[DIRECTIONS FOR THIS TASK] Carry on the passage about running nsjail with two separate cgroups, picking up after its final sentence.

The cgroup that nsjail is running in is also important, because nsjail needs to have permission to remove its child processes from that cgroup (nsjail needs to have permissions for its current cgroup’s cgroup.procs file). By cgexecing you only need to chown the cgroup.procs file for that cgroup.

These groups do not have to be the same. It sounds like for many applications you could just as well create two cgroups:

One called jailparentgroup that you run nsjail in (via cgexec)
Another called jailchildgroup that you pass as --cgroupv2_mount=/sys/fs/cgroup/jailchildgroup/ which is where nsjail would make subgroups with all the restrictions and move the child processes.

$ sudo cgcreate -a $USER -t $USER -g cpu,pids,memory:jailparentgroup
$ sudo cgcreate -a $USER -t $USER -g cpu,pids,memory:jailchildgroup
$ sudo cgexec -g cpu,pids,memory:jailparentgroup ./nsjail --cgroup_mem_max 10000000 --cgroup_pids_max 50 --cgroup_cpu_ms_per_sec 500 --verbose --detect_cgroupv2 --cgroupv2_mount /sys/fs/cgroup/jailchildgroup/ -R /usr -R /bin -R /lib -R /lib64 -- /bin/bash

The user would need full ownership of /sys/fs/cgroup/jailchildgroup and additionally permission on /sys/fs/cgroup/jailparentgroup/cgroup.procs – if you cgcreate as above, you need no additional changes. (Creating separate groups as above also avoid any cgroup.subtree_control issues, since jailchildgroup would not have any processes, only sub-cgroups.).

Note I don’t think this trick improves the situation in a default (but privileged) Docker container, where your best best is making sure that nsjail is the root process (and then nsjail will move itself to create a 2-group scenario similar to above).

[INFORMATION SUPPLIED]
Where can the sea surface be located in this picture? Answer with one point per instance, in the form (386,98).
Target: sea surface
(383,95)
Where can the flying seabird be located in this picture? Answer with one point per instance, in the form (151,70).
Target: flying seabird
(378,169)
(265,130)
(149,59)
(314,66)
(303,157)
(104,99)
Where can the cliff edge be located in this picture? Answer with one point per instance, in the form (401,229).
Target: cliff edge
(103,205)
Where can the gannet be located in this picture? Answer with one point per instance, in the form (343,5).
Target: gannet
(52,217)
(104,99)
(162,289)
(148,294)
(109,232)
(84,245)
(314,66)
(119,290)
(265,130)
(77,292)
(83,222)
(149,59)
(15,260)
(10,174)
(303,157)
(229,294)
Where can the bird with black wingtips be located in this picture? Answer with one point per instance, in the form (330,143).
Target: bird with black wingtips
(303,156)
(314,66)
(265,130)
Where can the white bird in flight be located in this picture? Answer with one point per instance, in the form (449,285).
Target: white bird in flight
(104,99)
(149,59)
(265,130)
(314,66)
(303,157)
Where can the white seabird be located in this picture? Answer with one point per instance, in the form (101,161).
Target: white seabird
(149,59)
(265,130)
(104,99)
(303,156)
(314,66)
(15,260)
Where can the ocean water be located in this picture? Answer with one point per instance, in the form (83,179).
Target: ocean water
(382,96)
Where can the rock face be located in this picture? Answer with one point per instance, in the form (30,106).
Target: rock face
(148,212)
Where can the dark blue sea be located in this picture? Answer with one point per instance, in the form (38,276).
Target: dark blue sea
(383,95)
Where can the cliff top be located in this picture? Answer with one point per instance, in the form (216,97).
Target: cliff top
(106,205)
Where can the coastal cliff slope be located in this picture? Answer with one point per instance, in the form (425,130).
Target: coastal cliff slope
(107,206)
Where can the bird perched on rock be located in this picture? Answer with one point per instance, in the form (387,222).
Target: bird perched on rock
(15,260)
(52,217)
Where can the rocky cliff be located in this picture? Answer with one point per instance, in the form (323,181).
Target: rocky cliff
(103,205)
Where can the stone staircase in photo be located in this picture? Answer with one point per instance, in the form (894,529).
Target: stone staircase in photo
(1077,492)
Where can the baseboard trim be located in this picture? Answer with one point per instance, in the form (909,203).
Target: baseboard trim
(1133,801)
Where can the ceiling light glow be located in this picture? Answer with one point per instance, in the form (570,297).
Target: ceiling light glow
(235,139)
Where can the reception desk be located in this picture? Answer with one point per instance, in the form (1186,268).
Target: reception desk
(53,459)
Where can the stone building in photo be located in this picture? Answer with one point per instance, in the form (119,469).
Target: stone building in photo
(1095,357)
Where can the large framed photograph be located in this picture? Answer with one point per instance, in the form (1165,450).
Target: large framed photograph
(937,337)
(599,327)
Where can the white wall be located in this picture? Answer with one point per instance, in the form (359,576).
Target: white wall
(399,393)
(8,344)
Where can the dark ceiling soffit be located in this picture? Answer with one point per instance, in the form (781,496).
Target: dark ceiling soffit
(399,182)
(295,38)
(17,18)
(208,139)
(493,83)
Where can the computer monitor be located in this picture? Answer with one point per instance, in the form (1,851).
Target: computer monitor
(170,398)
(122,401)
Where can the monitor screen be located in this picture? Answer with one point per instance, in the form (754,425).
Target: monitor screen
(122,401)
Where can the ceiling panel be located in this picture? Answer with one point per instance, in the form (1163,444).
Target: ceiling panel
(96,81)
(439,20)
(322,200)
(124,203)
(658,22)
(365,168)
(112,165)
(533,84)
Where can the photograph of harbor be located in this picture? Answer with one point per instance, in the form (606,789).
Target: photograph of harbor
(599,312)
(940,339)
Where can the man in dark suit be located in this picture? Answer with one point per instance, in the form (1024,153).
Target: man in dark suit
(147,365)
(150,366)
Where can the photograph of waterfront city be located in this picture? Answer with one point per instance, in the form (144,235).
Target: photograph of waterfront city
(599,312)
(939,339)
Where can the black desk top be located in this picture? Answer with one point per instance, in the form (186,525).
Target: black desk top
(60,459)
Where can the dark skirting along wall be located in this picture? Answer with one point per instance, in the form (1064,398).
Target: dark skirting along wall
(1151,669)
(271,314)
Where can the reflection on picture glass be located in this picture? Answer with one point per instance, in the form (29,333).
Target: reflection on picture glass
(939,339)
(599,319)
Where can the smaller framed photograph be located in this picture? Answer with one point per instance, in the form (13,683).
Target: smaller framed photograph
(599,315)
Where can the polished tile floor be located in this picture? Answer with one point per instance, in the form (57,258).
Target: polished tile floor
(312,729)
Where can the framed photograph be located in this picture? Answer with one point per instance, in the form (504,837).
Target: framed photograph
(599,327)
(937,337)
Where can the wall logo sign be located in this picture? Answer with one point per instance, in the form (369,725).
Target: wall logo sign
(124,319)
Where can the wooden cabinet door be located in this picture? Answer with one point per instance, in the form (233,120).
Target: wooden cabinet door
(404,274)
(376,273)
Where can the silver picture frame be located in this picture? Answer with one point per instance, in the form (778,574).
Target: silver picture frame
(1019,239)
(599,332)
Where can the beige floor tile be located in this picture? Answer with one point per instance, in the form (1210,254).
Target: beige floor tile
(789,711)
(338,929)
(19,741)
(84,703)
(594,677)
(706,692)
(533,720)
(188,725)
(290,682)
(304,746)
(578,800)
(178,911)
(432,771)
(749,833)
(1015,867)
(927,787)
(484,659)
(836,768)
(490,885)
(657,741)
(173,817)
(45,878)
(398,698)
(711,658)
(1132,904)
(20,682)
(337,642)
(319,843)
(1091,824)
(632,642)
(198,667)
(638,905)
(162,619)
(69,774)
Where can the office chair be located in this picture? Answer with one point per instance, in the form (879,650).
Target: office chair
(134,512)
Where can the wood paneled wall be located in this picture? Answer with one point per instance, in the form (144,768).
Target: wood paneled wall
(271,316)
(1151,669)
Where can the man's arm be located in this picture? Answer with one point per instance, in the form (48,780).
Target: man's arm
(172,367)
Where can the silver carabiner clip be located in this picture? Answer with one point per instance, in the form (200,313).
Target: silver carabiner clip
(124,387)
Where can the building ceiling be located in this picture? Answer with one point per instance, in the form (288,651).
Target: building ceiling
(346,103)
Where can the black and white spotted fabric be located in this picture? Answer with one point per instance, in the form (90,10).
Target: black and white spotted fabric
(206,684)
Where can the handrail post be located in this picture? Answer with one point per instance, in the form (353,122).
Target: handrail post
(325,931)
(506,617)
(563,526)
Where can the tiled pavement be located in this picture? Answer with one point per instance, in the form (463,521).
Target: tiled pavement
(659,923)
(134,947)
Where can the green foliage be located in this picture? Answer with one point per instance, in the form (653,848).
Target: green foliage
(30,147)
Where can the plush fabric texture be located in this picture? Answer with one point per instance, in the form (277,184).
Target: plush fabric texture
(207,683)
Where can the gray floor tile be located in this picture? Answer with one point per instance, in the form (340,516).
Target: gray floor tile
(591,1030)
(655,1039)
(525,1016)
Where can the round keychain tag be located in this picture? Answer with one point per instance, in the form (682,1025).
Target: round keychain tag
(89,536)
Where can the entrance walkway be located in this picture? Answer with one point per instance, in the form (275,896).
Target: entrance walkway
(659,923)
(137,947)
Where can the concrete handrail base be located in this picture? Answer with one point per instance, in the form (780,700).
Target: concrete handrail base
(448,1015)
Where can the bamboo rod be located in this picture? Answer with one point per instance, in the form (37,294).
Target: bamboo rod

[WRITTEN REPLY]
ndrewh on Dec 1, 2022

@mattgodbolt

The point of --detect_cgroupv2 (at least, as I intended it) was to allow you to specify options for both v1 and v2, and nsjail would infer which options are valid at runtime. So if you specify the ‘cgroupv2_mount’ and ‘detect_cgroupv2: true’ in the config file, it should be backwards-compatible. It will check if the v2 mount is a valid cgroupv2 filesystem and will use v2 only if it is.

As for the permissions error, I think you’re closest to the “Example 2” in my previous comment. My guess is nsjail does not have permission to move the child out of the current cgroup. You can fix this by either (1) spawning nsjail inside a cgroup it has permissions to move children out of (e.g. via cgexec or Docker), or (2) modifying the permissions on the cgroup.procs file for nsjail’s current cgroup (probably either the root one or the one associated with your terminal).

ndrewh on Nov 29, 2022

@disconnect3d thank you for such cool in-depth analysis.

I’m vaguely familiar with cgroups2 myself, but I guess I can take a look at what can be improved here.

Though, if anyone will beat me to that, I won’t complain 😃

robertswiecki on May 20, 2022

EDIT: below you can see some diagnosis of your issues, but I am wondering: is there any particular reason you want to use nsjail with cgroups v2 instead of v1?

Docker enables lots of options that may influence whether you can or cannot do a certain operation and for example even if you use the --privileged flag, Docker will still use Linux namespaces and specifically the cgroup namespace which will make the /sys/fs/cgroup/ to render the cgroup controllers with the groups hierarchy that were created only in this container (or rather: the namespaces that were created for it). But yeah, what @mateuszlewko showed, bind mounting the “host” cgroup mount point should help here.

Fwiw it is hard to diagnose your issues not having much details about what commands you executed or the environment you run this against. But anyway, lets try to help 😃.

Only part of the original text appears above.